[Excerpts from location labeling data]
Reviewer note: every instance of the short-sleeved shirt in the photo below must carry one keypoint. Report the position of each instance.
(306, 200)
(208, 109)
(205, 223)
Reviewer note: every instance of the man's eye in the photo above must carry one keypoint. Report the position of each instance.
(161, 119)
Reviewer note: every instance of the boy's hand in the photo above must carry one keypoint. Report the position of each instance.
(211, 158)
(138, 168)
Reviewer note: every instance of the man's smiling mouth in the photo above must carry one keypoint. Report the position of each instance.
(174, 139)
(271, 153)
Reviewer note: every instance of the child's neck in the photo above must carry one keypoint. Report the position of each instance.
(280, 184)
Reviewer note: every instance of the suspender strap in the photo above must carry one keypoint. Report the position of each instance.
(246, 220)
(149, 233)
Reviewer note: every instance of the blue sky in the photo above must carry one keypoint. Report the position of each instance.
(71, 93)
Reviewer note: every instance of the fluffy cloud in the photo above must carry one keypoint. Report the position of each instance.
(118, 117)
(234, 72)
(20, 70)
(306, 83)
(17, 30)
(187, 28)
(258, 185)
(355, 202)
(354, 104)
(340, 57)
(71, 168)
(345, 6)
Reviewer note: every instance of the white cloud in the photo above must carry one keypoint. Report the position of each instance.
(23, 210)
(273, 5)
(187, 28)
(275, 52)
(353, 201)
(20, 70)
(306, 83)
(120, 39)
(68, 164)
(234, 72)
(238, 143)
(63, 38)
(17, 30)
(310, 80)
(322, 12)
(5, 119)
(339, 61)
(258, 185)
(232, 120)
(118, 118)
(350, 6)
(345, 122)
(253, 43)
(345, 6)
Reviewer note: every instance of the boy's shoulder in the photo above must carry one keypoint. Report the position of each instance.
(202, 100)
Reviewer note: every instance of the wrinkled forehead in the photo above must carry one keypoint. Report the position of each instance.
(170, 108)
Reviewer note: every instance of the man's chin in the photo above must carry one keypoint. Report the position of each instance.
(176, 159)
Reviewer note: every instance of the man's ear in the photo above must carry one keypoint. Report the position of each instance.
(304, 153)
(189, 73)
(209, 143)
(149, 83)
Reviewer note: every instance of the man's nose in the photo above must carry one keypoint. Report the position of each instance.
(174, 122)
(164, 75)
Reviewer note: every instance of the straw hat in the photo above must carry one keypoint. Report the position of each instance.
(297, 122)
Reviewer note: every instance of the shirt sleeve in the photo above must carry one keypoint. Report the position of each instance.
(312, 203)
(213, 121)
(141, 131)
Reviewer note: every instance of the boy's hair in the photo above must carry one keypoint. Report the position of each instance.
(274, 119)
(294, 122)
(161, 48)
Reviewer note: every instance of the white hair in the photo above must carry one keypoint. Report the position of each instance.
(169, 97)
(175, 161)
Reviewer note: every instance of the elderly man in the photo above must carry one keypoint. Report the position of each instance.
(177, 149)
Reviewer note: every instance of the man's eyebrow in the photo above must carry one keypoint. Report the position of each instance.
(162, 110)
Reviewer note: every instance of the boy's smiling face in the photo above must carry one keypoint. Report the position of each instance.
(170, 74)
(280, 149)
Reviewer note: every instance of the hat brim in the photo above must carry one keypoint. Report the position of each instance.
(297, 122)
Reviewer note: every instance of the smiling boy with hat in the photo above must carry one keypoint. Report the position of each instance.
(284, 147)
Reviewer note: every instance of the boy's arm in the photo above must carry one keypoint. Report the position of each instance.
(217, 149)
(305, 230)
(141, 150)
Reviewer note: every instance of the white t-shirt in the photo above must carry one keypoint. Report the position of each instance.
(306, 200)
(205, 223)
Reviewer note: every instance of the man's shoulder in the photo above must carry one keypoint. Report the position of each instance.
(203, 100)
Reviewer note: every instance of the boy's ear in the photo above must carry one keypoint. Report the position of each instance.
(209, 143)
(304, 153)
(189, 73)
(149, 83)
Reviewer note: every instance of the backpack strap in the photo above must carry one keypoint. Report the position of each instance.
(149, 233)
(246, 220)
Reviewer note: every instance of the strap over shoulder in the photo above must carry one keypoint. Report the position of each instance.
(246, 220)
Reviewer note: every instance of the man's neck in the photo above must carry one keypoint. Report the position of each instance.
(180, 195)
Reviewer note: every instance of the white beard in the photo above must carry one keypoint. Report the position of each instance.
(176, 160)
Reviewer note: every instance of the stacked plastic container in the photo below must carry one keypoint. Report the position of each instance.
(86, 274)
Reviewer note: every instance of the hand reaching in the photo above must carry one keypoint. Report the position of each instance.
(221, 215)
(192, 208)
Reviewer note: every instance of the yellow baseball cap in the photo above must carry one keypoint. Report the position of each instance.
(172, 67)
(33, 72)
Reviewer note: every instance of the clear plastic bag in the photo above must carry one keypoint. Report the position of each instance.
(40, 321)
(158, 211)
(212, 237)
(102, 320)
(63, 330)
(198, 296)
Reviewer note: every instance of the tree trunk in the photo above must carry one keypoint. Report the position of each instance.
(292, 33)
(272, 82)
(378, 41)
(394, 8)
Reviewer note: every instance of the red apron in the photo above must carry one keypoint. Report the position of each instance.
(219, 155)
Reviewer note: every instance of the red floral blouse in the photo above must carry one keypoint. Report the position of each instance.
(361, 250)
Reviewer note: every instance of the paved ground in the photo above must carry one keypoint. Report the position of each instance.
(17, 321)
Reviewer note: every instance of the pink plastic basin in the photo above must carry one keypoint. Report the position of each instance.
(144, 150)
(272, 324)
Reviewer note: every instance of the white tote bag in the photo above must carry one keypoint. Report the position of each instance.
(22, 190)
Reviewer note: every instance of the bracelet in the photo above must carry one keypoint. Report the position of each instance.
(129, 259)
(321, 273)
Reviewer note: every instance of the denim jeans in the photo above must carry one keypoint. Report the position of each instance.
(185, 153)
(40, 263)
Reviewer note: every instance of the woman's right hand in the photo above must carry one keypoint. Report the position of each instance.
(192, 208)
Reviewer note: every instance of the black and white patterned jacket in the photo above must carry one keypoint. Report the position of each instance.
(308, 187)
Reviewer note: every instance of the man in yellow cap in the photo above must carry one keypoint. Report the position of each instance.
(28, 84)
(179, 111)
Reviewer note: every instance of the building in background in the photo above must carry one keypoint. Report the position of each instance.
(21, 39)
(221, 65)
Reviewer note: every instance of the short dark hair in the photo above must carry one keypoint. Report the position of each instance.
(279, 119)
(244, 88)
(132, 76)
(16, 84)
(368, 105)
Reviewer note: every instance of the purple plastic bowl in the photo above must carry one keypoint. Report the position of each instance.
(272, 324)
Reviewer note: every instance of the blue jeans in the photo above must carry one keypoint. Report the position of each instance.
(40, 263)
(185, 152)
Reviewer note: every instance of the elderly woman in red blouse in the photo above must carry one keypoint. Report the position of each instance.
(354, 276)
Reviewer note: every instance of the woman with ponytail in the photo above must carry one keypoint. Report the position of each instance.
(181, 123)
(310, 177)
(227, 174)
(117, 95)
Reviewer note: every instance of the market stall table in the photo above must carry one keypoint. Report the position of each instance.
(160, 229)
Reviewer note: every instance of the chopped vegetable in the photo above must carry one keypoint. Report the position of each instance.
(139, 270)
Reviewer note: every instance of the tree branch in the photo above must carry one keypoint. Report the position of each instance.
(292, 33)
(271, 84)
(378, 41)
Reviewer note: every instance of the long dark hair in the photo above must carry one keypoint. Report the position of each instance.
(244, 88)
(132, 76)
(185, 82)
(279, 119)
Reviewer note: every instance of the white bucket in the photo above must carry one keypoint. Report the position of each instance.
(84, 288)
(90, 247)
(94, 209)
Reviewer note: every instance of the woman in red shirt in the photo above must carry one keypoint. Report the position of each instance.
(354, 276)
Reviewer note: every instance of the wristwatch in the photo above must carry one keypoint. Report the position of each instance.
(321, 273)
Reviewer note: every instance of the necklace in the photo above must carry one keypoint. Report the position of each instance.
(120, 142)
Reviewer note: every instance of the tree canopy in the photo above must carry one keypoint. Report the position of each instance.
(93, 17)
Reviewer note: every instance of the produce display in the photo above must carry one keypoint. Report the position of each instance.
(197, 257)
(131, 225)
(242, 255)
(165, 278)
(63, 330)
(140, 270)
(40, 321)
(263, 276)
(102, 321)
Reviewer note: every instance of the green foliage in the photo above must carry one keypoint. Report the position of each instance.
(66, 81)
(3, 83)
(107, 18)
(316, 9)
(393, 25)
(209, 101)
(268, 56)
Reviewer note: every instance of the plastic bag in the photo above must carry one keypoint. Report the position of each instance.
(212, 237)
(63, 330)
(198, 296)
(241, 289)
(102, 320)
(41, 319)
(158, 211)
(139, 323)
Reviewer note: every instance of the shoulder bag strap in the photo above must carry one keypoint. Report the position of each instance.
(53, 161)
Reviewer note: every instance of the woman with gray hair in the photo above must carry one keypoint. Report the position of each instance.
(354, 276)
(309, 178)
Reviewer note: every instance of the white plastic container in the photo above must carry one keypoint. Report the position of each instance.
...
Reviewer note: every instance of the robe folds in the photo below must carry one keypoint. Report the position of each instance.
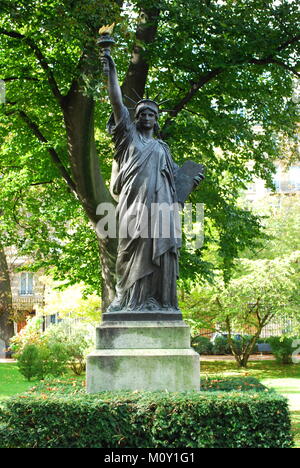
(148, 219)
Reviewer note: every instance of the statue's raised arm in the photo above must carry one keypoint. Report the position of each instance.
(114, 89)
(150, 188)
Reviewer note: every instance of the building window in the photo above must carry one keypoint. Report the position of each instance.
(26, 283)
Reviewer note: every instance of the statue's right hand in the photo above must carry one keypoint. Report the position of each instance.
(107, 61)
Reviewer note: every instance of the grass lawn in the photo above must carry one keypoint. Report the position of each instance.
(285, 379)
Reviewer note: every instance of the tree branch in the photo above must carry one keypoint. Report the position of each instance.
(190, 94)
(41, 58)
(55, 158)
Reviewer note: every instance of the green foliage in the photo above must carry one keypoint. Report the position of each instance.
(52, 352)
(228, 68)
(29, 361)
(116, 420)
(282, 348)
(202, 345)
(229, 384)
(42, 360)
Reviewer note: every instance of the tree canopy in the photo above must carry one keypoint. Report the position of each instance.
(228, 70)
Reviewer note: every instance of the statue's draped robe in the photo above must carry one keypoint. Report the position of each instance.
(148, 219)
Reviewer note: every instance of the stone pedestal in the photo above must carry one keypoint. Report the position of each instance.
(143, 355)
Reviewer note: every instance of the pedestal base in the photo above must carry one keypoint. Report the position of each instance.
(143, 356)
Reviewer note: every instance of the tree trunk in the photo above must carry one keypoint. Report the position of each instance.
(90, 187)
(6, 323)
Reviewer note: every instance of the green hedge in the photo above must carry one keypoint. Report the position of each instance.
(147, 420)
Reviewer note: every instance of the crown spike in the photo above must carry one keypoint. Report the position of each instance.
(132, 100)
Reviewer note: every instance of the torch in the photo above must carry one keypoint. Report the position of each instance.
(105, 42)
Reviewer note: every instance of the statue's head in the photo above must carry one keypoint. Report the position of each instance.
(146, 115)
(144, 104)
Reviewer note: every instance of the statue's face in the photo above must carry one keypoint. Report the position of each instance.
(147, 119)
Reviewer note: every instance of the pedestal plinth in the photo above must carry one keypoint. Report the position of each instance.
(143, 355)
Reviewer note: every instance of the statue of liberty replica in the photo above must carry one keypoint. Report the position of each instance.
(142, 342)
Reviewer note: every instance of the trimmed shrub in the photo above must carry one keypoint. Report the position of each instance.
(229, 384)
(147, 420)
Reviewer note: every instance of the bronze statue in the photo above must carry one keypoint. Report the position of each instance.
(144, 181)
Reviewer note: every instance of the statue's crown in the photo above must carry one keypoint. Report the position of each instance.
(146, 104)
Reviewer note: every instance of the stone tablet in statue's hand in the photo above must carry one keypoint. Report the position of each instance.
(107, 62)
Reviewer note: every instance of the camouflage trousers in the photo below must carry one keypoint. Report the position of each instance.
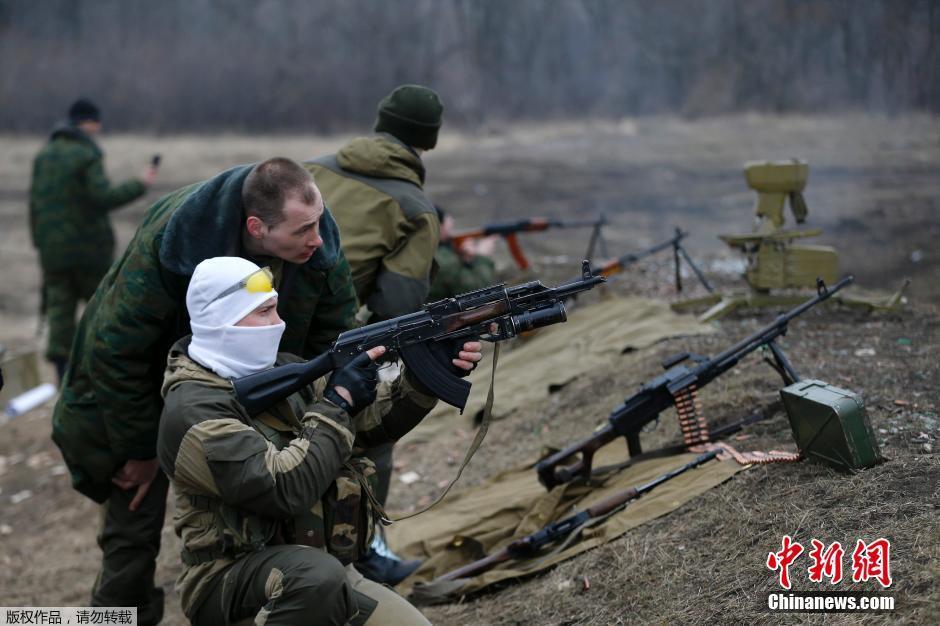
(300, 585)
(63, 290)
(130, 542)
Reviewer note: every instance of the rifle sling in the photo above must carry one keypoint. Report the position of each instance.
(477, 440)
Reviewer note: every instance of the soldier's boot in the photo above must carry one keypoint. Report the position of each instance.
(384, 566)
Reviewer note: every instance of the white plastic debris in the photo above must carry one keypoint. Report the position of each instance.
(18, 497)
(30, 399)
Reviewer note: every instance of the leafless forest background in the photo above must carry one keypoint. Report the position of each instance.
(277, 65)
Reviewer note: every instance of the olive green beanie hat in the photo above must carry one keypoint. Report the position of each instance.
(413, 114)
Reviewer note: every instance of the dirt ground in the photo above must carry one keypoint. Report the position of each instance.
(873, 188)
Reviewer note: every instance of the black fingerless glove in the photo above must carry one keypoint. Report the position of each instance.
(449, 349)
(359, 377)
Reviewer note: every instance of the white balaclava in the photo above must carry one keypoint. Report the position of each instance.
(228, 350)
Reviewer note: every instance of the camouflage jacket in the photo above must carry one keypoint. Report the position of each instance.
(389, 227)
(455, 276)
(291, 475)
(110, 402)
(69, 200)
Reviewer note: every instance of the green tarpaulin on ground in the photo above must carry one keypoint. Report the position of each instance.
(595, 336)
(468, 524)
---
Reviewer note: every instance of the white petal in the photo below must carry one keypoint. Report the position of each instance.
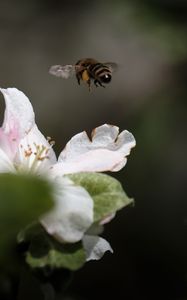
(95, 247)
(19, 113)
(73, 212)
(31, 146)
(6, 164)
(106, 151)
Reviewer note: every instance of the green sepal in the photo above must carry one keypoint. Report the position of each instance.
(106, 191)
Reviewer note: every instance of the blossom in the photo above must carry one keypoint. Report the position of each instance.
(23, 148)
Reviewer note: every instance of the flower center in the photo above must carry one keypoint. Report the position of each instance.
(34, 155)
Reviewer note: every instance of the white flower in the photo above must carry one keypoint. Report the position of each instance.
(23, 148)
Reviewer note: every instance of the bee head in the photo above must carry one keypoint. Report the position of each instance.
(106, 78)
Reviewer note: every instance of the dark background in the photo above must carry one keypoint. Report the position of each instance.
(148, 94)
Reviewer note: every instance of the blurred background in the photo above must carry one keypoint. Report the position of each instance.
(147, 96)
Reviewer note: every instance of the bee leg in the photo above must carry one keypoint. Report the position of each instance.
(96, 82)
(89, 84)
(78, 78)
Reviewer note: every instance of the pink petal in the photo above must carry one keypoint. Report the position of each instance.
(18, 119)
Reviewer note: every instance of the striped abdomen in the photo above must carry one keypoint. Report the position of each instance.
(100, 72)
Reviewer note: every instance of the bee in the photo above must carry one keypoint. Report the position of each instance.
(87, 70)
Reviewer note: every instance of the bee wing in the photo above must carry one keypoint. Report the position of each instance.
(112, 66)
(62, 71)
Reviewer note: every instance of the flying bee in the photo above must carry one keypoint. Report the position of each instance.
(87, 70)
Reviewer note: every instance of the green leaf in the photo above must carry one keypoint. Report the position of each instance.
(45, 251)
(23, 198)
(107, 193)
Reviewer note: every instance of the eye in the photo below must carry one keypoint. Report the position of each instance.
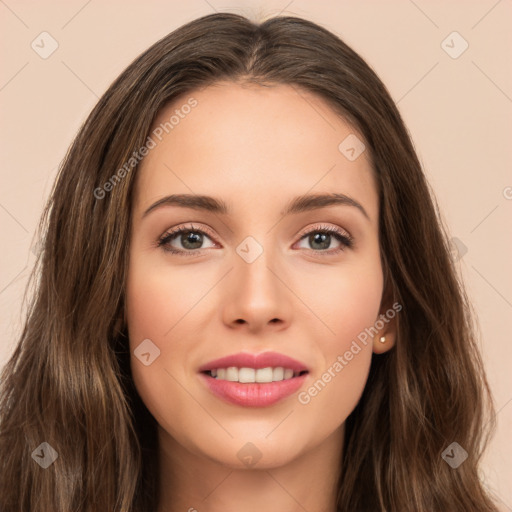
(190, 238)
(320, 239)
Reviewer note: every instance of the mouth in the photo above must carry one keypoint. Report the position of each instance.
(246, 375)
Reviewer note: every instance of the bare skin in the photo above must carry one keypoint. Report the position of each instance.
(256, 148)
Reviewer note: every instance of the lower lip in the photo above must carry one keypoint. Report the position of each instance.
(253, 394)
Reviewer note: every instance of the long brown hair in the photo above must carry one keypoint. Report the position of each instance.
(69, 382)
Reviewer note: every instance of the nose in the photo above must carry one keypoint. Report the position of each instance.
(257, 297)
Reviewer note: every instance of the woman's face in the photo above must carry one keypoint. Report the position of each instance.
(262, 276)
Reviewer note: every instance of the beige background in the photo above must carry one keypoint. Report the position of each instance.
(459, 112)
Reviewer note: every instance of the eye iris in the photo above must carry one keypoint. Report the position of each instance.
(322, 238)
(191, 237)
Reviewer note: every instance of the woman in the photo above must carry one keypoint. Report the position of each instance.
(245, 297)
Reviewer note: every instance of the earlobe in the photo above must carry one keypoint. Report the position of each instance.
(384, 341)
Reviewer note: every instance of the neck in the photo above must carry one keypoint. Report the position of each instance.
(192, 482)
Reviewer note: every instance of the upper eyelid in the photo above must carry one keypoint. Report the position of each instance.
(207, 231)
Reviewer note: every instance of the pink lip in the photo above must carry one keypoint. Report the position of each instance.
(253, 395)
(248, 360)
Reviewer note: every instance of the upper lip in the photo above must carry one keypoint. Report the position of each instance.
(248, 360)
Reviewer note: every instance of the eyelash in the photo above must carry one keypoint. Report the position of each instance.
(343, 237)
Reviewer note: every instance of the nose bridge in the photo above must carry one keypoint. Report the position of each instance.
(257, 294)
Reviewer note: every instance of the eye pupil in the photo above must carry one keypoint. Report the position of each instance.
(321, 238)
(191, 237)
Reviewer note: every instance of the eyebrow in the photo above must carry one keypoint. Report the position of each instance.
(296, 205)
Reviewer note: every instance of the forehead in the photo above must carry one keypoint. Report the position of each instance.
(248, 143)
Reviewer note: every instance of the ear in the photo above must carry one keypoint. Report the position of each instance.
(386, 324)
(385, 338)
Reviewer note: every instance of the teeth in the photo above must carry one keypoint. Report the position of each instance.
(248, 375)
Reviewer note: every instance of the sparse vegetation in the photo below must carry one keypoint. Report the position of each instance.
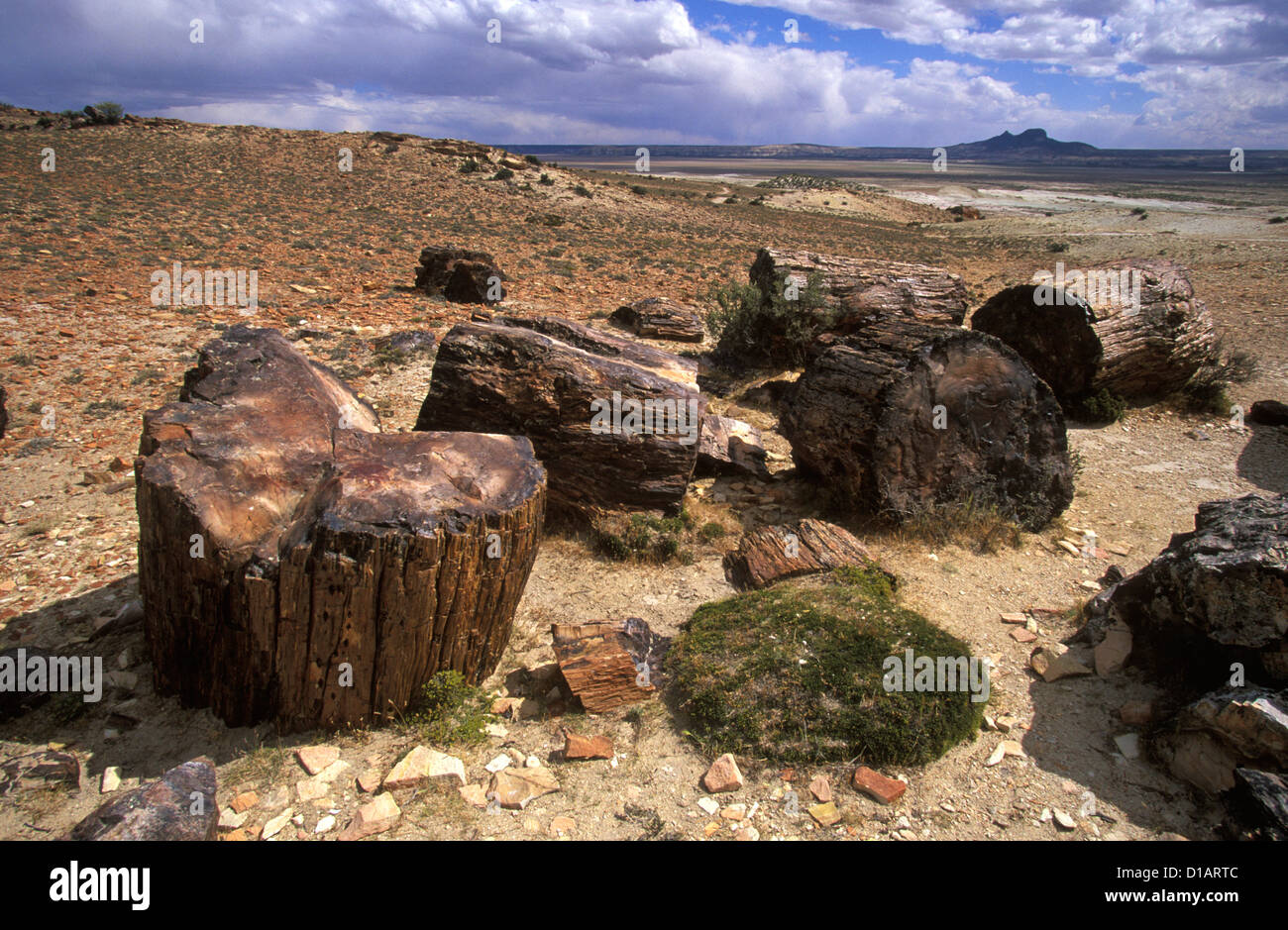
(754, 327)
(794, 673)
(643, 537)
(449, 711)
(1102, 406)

WHAT IS EXPECTED >>
Rewrite the stretch from the line containing "Reviewer note: every instance of the plastic" through the line containing "Reviewer note: every instance of the white plastic container", putting "marker" wherever "keypoint" appears and leaving everything else unchanged.

EXPECTED ANSWER >>
Reviewer note: every instance of the plastic bag in the photo above must carry one marker. Report the position of each instance.
(212, 237)
(63, 330)
(198, 296)
(241, 289)
(102, 320)
(41, 319)
(158, 211)
(139, 323)
Reviewer note: every instance of the shoulder bag strap in the photo above must carry one marker. Report the position of each instance.
(53, 161)
Reviewer note: every instance of the woman with gray hair in the photo above must carry one marker. Report the position of each instance.
(354, 276)
(309, 178)
Reviewer note: every instance of the white plastic container in the photo above must carry one marker. Report the position of each instance.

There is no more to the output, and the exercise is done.